(Goal 1)
Answer these from the forum thread below, using what it states:
(a) Which laptop model does the first post say is in use?
(b) What error message does Chrome show?
(c) What did the technician find was causing the problem?

(Text segment)
● ● ●

# [SOLVED] Unable to get in to secure websites...



## shaheer41 (Jun 5, 2009)

I am using Acer 4920 laptop with Vista Home premium and I am not able to login to any of the sites like gmail,yahoo mail,orkut,facebook,hotmail etc... And I cant use the IM also(Google talk).The error mesage from inernet explorer is "Internet Explorer cannot display the webpage" and From mozilla "Network Timeout" and from chrome "Error 7 (net::ERR_TIMED_OUT): The operation timed out."But i can go to google and such websites.


I have tried all ways like reseting Internet explorer,tried in mozilla and google chrome,system restore to the factory settings,uninstalling windows updates,removing McAfee,turned of windows firewall,turned of user account control,safe mode,cleanboot with microsoft services and I even tried formatting my c drive an reloaded vista...still no good...I checked the proxy setings also.. it is configured to obtain ip addres automatically... I conatced my ISP and they didnt help.....And I checked the host file also....Some thing from my computr is blocking it.....I suspect it is something related to the network configurarion....And am not very good with that......Am really fed up with the issue.. can anyone help me please....
Thanks Shaheer...


----------



## shaheer41 (Jun 5, 2009)

*Re: Unable to get in to secure websites...*

Thank god...the problem is fixed....
I checked another computer with the same modem and I wondered still I am having the same issue....I called my ISP and they send me a techie to me and he found that my modem was a faulty one....He replaced it and every thing is working fine now... I have spend two entire days with this issue......The techie is a million worth to me now.....
Thanks Shaheer...


----------



## koala (Mar 27, 2005)

*Re: Unable to get in to secure websites...*

Thanks for posting your solution. I'll mark this thread as solved. :smile:


----------

● ● ●

(Data to process)
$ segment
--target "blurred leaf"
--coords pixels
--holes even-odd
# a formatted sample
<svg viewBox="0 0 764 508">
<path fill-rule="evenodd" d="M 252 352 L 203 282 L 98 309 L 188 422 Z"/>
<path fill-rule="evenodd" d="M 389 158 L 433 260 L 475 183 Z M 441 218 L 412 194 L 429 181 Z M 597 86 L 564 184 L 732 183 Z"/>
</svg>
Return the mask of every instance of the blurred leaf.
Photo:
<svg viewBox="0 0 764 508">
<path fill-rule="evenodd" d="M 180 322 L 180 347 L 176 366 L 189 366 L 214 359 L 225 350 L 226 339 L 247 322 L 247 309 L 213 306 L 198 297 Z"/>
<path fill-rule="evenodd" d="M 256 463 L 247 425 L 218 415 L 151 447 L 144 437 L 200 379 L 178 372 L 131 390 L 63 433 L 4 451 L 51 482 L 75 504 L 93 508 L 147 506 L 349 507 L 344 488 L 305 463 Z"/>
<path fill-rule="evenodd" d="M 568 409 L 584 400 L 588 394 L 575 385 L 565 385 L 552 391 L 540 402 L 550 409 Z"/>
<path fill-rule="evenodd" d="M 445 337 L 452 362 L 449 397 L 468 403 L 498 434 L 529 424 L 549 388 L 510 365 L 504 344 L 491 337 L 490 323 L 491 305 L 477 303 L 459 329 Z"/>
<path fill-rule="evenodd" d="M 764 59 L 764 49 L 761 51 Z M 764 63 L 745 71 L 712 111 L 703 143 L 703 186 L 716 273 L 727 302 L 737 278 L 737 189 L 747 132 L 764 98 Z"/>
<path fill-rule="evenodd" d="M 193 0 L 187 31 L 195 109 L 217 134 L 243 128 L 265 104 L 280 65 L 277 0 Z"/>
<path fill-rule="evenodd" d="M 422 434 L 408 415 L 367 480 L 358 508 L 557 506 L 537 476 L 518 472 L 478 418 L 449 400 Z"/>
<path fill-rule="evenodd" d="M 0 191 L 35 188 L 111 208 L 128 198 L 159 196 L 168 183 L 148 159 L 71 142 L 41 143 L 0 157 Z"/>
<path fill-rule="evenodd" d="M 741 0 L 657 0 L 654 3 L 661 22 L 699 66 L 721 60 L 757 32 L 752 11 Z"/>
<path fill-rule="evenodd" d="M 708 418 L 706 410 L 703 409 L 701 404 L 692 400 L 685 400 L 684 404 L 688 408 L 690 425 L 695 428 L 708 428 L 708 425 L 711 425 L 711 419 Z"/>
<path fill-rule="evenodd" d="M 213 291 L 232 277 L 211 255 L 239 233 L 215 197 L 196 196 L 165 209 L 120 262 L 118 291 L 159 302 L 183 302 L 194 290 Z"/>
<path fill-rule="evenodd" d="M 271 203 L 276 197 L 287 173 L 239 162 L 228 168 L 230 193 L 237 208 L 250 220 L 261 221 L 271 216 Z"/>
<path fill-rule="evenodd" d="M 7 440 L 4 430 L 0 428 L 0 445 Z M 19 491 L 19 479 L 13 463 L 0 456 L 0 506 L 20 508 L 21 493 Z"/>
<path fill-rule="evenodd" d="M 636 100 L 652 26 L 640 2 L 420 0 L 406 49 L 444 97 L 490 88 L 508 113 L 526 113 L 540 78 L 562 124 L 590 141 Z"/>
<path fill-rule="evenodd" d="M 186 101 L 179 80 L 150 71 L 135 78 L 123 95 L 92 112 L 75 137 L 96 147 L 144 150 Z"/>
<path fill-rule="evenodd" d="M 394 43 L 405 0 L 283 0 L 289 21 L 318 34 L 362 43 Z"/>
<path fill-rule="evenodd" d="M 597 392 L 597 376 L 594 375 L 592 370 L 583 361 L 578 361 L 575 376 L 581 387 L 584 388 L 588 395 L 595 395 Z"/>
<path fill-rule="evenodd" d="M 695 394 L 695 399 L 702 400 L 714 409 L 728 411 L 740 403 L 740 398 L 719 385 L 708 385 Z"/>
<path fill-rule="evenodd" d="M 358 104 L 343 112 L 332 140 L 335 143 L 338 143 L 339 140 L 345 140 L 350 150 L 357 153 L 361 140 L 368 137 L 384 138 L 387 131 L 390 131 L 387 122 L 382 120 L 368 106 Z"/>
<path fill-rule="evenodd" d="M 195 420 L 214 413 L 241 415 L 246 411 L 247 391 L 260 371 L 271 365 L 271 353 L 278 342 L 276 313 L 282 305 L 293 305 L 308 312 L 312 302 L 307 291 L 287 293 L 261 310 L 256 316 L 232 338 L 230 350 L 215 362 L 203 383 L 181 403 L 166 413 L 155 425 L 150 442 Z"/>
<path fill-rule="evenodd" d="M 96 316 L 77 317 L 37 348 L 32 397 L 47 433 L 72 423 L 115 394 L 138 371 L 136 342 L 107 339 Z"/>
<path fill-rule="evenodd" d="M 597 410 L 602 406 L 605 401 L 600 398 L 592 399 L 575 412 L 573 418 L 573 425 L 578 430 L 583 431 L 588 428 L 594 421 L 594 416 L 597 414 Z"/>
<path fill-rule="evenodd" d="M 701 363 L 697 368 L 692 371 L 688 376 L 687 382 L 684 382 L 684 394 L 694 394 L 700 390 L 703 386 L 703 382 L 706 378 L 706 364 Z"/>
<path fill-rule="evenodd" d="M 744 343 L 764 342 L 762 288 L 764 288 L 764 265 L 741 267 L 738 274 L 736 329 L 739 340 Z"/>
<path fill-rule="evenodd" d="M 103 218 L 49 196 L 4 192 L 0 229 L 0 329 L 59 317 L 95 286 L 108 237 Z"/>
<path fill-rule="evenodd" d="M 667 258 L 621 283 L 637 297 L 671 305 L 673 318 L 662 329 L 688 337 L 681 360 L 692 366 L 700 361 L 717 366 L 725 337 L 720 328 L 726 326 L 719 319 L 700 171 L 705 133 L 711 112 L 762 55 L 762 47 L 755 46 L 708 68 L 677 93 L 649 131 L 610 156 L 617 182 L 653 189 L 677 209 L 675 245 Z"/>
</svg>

● ● ●

(Goal 2) List every line of the records that contains the word "leaf". Case counts.

(Exercise result 1)
(a) An Acer 4920 laptop.
(b) "Error 7 (net::ERR_TIMED_OUT): The operation timed out."
(c) The modem was faulty.

(Exercise result 2)
--target "blurred leaf"
Return the mask of every instance of the blurred leaf.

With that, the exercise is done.